[Saved entries]
━━━

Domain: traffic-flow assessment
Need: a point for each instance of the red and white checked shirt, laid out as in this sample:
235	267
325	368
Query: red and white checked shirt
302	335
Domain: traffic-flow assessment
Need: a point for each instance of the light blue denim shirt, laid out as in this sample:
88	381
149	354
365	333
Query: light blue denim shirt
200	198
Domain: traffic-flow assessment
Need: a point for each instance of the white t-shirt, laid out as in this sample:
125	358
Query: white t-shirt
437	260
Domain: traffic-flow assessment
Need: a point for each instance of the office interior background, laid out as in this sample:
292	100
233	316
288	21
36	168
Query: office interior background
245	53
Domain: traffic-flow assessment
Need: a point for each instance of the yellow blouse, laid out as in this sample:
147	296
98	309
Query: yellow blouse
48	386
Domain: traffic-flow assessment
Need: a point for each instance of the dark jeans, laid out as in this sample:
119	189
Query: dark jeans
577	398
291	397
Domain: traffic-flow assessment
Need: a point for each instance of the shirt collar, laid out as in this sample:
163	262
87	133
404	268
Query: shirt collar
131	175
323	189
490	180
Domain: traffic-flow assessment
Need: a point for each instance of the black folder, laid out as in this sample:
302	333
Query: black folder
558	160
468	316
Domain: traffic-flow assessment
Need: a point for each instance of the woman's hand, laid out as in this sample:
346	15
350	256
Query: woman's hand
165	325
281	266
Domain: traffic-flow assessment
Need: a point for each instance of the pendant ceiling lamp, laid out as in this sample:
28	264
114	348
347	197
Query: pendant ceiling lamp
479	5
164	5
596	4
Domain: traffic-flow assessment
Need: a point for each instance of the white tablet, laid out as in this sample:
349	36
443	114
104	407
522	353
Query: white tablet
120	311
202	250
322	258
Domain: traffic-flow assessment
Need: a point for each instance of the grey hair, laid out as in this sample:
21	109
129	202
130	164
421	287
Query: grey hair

━━━

GIVEN REQUEST:
Write down all the entries again without a single difference.

RESULT FOR THIS TASK:
Domain: traffic-flow assessment
Need: a point for each instance of the red and white checked shirt, laid out as in this sample:
235	267
325	368
Query: red and white checked shirt
302	335
Domain: traffic-flow assessment
Need: a point for each instance of the light blue denim shirt, laid out as in this sample:
88	381
149	354
365	333
Query: light blue denim shirt
200	198
Domain: traffic-flow assessment
Need: a point for each instance of the white t-shirt, laid out as in this sample:
125	358
Query: white t-shirt
437	260
Domain: traffic-flow assessment
Need: a point for each instance of the office interior background, laid out as in this sample:
292	100
233	316
288	21
36	168
Query: office interior background
245	53
Domain: traffic-flow assessment
Need: a point for each instance of the yellow blouse, laid out as in this sample:
147	296
98	309
Query: yellow blouse
48	386
Domain: traffic-flow assessment
Need: a point for each instance of the dark jeans, laid out as in this sample:
119	189
Query: dark jeans
577	398
291	397
Domain: traffic-flow assessment
Need: a point for each instance of the shirt collar, laid out as in this sample:
163	262
87	133
404	268
Query: shirt collar
131	175
323	189
490	180
Domain: traffic-flow assessment
Need: a point for each instance of the black folder, laid out as in this sample:
302	333
Query: black folder
558	160
468	316
Domain: traffic-flow assessment
Need: a point for each instance of the woman's hand, laid out as in this sample:
346	15
350	256
Query: woman's hand
165	325
281	266
Domain: traffic-flow assessment
Need: a point for each instance of the pendant ceiling lamp, laid out as in this sample:
28	264
114	348
347	197
Query: pendant ceiling lamp
479	5
164	5
596	4
Domain: traffic-flow assessment
Need: a point for each instance of the white tablet, laid out as in this sample:
349	36
443	114
104	407
522	353
Query: white tablet
120	311
202	250
322	258
Domain: traffic-flow assessment
Need: a point for each instance of the grey hair, laid out as in this sample:
21	109
129	202
130	164
421	287
Query: grey hair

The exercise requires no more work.